Task goal: In the material below, the lines to reproduce exactly are the one containing "Identify each instance of the grassy field" and all lines after it through the last.

Working data:
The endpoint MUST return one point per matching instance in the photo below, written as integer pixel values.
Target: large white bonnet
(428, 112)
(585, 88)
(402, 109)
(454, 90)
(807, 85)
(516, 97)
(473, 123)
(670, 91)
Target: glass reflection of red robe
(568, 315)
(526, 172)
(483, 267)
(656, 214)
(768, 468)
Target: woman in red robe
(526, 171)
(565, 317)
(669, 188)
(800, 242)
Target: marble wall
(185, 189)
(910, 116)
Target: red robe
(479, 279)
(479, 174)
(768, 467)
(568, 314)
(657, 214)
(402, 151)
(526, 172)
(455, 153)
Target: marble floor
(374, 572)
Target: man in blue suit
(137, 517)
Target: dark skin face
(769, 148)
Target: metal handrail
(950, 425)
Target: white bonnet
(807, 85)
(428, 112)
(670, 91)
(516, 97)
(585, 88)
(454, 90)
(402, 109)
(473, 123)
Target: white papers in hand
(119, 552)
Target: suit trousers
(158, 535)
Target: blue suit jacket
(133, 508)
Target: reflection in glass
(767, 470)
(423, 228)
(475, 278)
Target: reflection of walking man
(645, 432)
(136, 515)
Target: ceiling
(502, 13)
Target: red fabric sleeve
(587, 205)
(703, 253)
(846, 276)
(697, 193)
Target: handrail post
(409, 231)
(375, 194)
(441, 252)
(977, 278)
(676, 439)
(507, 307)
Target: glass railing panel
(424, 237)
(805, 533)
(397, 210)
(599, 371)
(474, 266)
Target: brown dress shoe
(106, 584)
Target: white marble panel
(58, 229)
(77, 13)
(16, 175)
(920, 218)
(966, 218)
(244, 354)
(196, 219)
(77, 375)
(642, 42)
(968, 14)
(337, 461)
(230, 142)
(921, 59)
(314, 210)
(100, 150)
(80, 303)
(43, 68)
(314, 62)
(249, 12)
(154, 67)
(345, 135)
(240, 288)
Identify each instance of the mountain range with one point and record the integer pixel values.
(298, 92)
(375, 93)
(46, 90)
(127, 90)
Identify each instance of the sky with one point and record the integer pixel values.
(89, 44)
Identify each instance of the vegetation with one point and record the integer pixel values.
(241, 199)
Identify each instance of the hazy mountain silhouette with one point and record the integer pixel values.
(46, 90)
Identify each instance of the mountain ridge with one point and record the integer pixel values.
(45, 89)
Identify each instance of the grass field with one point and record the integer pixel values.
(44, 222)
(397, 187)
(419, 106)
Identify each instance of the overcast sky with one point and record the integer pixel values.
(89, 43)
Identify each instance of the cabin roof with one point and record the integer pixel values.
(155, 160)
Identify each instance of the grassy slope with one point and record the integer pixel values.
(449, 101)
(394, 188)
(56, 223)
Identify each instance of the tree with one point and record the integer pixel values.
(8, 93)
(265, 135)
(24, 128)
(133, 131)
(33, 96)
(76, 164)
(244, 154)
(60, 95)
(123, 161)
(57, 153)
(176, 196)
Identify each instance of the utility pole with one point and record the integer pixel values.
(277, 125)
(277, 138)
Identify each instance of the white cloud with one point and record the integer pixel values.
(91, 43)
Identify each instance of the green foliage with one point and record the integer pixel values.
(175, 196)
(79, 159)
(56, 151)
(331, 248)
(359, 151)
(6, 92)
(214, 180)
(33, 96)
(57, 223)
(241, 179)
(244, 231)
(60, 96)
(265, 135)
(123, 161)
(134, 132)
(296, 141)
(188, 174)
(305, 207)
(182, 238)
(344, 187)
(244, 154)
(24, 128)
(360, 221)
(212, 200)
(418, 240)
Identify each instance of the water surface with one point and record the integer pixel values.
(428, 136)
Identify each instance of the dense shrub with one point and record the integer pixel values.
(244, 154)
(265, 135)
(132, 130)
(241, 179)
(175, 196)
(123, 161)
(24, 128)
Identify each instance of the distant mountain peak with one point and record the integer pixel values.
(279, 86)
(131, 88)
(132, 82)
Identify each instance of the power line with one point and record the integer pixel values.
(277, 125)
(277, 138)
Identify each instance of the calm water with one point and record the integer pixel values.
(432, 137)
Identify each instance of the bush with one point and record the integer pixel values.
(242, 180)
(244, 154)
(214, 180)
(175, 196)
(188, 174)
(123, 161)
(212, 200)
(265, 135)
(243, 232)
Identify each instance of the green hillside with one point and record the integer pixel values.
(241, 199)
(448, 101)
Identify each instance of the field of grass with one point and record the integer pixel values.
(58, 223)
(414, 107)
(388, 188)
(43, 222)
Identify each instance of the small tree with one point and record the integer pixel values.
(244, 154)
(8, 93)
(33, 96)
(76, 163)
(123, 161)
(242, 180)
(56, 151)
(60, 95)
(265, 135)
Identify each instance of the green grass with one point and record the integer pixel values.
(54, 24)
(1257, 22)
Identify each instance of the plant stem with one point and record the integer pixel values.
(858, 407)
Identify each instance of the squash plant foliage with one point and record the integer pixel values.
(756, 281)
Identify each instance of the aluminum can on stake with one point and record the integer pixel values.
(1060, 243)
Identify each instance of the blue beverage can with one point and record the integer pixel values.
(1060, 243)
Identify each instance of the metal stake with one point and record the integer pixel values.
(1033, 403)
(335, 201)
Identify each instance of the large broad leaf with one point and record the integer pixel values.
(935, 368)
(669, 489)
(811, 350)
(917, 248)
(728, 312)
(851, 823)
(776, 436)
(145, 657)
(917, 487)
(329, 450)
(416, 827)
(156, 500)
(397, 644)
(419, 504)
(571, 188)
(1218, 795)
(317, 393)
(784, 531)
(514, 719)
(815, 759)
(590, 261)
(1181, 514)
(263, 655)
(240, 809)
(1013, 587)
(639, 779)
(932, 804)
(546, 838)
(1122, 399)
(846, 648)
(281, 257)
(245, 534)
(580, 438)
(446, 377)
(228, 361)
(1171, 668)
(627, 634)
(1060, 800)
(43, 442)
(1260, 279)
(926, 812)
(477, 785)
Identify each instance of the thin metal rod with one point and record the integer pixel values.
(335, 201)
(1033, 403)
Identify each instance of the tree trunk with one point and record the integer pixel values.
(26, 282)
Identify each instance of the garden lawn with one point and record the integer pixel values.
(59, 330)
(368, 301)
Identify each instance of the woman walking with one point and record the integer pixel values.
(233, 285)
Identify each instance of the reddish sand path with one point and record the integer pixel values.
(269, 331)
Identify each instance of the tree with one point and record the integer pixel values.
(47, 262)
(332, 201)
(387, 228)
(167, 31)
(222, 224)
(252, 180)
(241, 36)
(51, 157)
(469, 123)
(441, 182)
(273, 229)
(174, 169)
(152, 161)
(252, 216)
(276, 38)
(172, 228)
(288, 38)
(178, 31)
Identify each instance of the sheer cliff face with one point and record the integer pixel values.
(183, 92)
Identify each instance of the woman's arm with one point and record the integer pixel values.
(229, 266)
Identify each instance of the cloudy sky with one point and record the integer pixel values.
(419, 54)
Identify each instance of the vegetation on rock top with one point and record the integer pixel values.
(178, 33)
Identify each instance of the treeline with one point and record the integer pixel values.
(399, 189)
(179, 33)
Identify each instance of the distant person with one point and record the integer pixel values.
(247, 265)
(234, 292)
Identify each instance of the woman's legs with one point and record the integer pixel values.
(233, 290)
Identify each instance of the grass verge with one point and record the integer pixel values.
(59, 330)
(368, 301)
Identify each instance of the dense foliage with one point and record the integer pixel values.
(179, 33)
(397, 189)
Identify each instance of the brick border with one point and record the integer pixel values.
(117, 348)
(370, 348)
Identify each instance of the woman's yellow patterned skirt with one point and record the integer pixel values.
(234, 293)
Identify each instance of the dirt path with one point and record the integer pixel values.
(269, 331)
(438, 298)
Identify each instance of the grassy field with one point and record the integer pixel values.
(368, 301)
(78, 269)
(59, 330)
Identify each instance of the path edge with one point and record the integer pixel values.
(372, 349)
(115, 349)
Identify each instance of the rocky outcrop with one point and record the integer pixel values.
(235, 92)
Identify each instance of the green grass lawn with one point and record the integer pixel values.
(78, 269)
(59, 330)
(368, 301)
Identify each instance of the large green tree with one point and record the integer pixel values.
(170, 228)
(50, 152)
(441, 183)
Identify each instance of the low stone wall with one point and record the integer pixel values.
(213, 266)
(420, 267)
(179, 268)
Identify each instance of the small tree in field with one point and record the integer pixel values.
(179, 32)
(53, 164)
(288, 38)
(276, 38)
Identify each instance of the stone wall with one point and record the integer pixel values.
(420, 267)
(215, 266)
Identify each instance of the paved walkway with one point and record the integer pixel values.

Response area:
Identify each instance of the grassy field with one point and record the integer pixel values.
(368, 301)
(78, 269)
(59, 330)
Identify each instance of the path edge with one point and record the integer pixel values.
(372, 349)
(115, 349)
Identify each instance of the rocky outcrop with one point and record the integer pixel values.
(235, 92)
Identify each instance of the green grass lawn with one point and record the integer pixel values.
(78, 269)
(59, 330)
(368, 301)
Identify each instance of the large green tree with one point and record the integer pixel values.
(170, 228)
(50, 152)
(441, 183)
Identify each instance of the low stone wall with one point and record the integer pixel values.
(213, 266)
(420, 267)
(179, 268)
Identify each instance of the small tree in field with one point and record the integer pixel values.
(179, 32)
(53, 164)
(288, 38)
(276, 38)
Identify each instance of the stone wall with one point and record the integer pixel values.
(420, 267)
(215, 266)
Identify each instance of the paved walkway with one point and record the integer pixel values.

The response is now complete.